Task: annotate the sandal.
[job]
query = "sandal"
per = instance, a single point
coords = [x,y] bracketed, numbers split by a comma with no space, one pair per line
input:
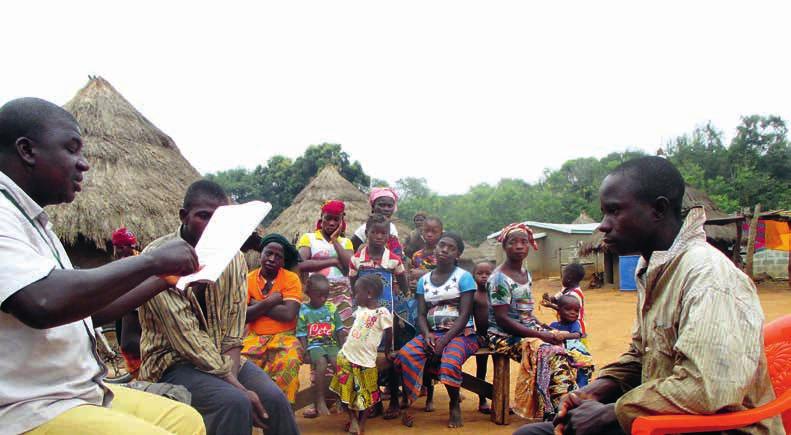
[391,414]
[407,420]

------

* [Problem to work on]:
Reproduce the data above line for line with no changes, leaving out the picture.

* [Solution to this exercise]:
Task: annotate the sandal.
[job]
query = "sandal"
per = instance, a single point
coords = [x,y] bracketed, numbers split by a comma with no space, one pair per line
input:
[391,414]
[407,420]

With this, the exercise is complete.